• [PROBLEM DESCRIPTION]:
Repeat nothing but the lines below running from the one containing "Expected behaviour: mark a point on the raised" to the one containing "Expected behaviour: mark a point on the sneaker". Keep both end lines.

RECORDS FOR PROCESSING below:

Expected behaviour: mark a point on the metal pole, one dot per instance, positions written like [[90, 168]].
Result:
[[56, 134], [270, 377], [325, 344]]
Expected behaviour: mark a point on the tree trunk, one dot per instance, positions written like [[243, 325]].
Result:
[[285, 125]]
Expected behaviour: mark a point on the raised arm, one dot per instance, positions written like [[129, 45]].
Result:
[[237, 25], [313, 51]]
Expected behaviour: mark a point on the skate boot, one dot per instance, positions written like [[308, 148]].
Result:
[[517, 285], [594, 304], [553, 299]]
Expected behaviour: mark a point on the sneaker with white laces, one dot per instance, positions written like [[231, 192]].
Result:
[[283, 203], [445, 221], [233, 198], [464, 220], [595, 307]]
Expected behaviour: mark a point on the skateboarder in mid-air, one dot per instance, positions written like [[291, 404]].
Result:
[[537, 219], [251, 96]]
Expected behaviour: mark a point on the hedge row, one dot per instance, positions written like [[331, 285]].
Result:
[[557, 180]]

End of RECORDS FOR PROCESSING.

• [FINISHED EXERCISE]:
Expected behaviour: mark a point on the raised arm, one dot per instance, positions written like [[129, 45]].
Result:
[[237, 25], [313, 51]]
Expected behaviour: mark a point on the skate boot, one dot per instance, positions written like [[308, 148]].
Result:
[[517, 285], [594, 304], [553, 299]]
Expected behaviour: mark a point on the sneaker with white laces, one dot per instance, positions written like [[231, 192]].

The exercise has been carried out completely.